[Collection entries]
+++++

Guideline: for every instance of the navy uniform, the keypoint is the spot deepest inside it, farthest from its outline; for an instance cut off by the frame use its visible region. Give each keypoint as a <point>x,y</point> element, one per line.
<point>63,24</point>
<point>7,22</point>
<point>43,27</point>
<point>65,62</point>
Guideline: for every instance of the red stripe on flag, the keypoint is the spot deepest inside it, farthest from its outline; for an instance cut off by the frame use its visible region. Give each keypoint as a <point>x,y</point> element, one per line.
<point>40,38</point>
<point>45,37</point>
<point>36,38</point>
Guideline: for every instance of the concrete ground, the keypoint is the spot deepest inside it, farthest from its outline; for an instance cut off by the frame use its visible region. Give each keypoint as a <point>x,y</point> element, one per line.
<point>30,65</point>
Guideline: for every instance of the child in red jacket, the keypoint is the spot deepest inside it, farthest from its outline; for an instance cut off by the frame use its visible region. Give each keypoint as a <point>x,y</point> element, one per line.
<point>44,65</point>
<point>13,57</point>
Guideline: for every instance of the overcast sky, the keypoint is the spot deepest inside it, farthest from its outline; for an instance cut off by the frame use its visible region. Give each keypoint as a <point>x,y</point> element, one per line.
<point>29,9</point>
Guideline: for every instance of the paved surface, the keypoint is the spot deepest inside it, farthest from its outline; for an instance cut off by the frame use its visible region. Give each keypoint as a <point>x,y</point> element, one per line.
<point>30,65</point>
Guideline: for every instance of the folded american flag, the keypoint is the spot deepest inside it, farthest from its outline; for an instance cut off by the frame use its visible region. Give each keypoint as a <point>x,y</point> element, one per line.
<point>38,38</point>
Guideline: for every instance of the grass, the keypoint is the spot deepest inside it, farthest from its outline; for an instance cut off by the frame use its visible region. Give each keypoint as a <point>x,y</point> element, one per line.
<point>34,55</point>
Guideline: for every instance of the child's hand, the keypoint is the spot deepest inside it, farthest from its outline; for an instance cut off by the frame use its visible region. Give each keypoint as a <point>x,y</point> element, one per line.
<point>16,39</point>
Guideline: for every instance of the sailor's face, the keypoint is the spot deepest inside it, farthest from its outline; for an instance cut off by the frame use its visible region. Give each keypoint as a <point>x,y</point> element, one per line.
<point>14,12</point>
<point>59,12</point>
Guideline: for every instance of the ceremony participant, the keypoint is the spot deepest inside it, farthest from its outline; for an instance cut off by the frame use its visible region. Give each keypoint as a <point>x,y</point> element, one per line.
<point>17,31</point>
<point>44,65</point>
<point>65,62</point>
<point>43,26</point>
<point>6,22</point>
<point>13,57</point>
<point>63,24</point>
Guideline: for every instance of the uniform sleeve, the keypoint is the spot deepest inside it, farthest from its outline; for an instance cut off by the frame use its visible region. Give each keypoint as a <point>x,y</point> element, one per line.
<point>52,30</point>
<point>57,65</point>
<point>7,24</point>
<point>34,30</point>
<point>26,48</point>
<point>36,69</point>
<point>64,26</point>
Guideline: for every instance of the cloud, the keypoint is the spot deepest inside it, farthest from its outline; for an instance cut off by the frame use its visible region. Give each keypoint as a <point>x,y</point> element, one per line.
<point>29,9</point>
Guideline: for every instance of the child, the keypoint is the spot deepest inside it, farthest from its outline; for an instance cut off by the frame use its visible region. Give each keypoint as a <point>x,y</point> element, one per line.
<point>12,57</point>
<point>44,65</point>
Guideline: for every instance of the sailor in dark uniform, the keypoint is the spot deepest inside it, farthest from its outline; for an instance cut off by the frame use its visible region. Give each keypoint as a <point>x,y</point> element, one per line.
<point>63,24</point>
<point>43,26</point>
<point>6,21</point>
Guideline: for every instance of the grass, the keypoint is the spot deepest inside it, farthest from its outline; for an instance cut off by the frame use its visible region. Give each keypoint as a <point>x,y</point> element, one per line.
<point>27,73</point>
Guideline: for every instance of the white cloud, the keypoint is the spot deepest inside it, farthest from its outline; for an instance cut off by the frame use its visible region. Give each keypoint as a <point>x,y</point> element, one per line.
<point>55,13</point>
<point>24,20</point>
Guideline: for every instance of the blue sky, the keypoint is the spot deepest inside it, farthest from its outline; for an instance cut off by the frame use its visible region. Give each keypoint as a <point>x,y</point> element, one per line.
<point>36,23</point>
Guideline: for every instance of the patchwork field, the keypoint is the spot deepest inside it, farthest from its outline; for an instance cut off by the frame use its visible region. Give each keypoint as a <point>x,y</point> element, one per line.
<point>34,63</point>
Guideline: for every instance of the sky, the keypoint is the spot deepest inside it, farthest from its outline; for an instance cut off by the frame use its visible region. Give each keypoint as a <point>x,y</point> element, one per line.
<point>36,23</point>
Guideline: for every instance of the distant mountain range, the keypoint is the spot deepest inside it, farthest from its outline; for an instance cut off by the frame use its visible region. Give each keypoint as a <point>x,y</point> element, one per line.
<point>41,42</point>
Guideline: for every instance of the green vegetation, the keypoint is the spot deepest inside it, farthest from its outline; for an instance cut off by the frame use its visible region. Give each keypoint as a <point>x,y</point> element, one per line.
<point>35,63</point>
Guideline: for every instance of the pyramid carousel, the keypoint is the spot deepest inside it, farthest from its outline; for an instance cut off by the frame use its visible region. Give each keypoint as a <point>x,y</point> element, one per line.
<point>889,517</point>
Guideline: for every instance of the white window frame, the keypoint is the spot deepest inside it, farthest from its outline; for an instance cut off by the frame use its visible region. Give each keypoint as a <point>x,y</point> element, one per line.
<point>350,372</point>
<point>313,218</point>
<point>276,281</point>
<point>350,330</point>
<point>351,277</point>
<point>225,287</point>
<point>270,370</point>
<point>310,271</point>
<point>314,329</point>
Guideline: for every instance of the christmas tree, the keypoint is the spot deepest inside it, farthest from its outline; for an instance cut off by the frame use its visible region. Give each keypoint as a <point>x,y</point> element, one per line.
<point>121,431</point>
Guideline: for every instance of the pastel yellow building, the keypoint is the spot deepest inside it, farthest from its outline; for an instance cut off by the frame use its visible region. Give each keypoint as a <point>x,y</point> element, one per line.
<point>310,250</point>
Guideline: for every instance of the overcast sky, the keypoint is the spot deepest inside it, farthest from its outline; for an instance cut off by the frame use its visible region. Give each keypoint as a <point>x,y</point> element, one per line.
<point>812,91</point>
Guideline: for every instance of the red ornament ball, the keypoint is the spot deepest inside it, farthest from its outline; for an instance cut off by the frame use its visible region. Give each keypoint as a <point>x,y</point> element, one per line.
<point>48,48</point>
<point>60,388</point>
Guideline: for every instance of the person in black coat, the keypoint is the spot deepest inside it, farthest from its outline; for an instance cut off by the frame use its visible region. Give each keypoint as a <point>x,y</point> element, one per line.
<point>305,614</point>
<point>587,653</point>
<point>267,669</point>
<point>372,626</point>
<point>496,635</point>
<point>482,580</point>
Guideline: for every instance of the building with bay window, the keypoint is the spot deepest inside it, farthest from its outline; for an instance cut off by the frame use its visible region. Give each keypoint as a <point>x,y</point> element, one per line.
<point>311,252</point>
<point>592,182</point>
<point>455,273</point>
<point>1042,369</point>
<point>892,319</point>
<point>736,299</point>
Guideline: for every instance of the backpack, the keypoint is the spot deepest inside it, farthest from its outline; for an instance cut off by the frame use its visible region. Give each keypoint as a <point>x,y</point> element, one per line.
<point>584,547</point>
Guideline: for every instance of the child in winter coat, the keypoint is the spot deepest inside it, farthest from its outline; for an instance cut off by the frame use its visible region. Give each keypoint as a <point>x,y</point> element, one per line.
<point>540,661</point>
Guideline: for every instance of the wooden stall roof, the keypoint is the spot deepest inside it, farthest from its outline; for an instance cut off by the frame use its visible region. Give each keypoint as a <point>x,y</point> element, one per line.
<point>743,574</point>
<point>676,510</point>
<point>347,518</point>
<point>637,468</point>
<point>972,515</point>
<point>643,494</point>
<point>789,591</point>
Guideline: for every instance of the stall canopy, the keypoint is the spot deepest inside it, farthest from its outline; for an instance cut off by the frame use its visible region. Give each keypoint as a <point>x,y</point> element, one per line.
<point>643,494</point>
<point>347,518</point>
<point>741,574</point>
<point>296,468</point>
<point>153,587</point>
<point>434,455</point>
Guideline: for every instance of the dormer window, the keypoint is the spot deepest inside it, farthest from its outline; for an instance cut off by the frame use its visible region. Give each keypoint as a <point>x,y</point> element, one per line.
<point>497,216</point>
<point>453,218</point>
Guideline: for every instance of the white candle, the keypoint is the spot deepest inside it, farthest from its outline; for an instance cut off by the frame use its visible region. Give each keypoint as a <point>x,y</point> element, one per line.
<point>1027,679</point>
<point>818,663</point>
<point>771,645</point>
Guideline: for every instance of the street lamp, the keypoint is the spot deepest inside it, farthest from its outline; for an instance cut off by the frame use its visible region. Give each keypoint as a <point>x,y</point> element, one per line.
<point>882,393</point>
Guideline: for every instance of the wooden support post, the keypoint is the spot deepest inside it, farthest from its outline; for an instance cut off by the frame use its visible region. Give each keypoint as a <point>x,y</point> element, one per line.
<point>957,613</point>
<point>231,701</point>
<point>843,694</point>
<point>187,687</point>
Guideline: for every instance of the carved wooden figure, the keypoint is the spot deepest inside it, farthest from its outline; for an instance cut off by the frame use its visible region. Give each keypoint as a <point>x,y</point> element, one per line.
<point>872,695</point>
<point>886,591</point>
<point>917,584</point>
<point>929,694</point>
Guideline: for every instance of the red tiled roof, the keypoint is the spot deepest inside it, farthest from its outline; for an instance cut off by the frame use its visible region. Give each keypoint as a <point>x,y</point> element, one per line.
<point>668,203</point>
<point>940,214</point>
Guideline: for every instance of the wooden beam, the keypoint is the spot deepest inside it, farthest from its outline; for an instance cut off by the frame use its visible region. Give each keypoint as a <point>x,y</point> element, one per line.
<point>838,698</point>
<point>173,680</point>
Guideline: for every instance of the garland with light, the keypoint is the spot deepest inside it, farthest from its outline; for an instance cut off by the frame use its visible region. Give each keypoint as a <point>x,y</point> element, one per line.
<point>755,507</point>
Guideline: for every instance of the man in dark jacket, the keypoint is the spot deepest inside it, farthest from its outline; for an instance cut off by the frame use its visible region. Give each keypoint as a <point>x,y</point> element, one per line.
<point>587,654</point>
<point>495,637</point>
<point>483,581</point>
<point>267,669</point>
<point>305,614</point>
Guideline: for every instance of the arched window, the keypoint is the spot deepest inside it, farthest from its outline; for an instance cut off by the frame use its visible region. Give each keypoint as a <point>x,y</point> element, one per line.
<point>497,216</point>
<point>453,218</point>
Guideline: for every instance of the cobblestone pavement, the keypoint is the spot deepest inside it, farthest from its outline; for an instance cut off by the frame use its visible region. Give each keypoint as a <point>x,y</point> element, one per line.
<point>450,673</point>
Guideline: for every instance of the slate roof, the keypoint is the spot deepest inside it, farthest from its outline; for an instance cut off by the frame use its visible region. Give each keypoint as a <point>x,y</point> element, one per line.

+++++

## Exercise instructions
Reproduce the part that opens with the line containing "Guideline: for every instance of the distant" and closes with the line containing "<point>121,431</point>", both lines included, with every request kept as it is. Multiply each point coordinate in the answers by 1.15 and round it to a whole number, rounding halves up.

## Worked solution
Guideline: for every instance of the distant mountain range, the keypoint is the spot deepest inside it, farthest from its outline; for an instance cut off by the frame use its visible region. Give each keypoint as a <point>x,y</point> element, one per line.
<point>47,48</point>
Guideline: for every instance of the green vegetation, the keypoint is the spot deepest inside it, farthest from its outline; for an instance cut off by the frame use its visible region. Give each keypoint as a <point>x,y</point> element, one per line.
<point>40,72</point>
Guideline: for every instance of the pyramid carousel, the keypoint is the spot deepest inside it, farthest from its outline; for an instance cut off by the frame use its visible region. Give each keypoint as a <point>x,y</point> element, one per line.
<point>1022,595</point>
Guideline: for every instance of the white window frame, the keypoint is the spot deepest inside it, farthest from its outline; for an instance cut off by the frame use its visible region. Give each keypoint as a <point>x,y</point> element, one per line.
<point>403,428</point>
<point>360,251</point>
<point>317,323</point>
<point>403,380</point>
<point>404,319</point>
<point>259,330</point>
<point>311,426</point>
<point>357,312</point>
<point>361,378</point>
Guideline: for every instance of the christmas tree, the keypoint is the spot deepest inside it, farthest from its outline; for an instance cut off by the frame use its visible region. Give each keypoint as a <point>x,y</point> element, one per line.
<point>139,496</point>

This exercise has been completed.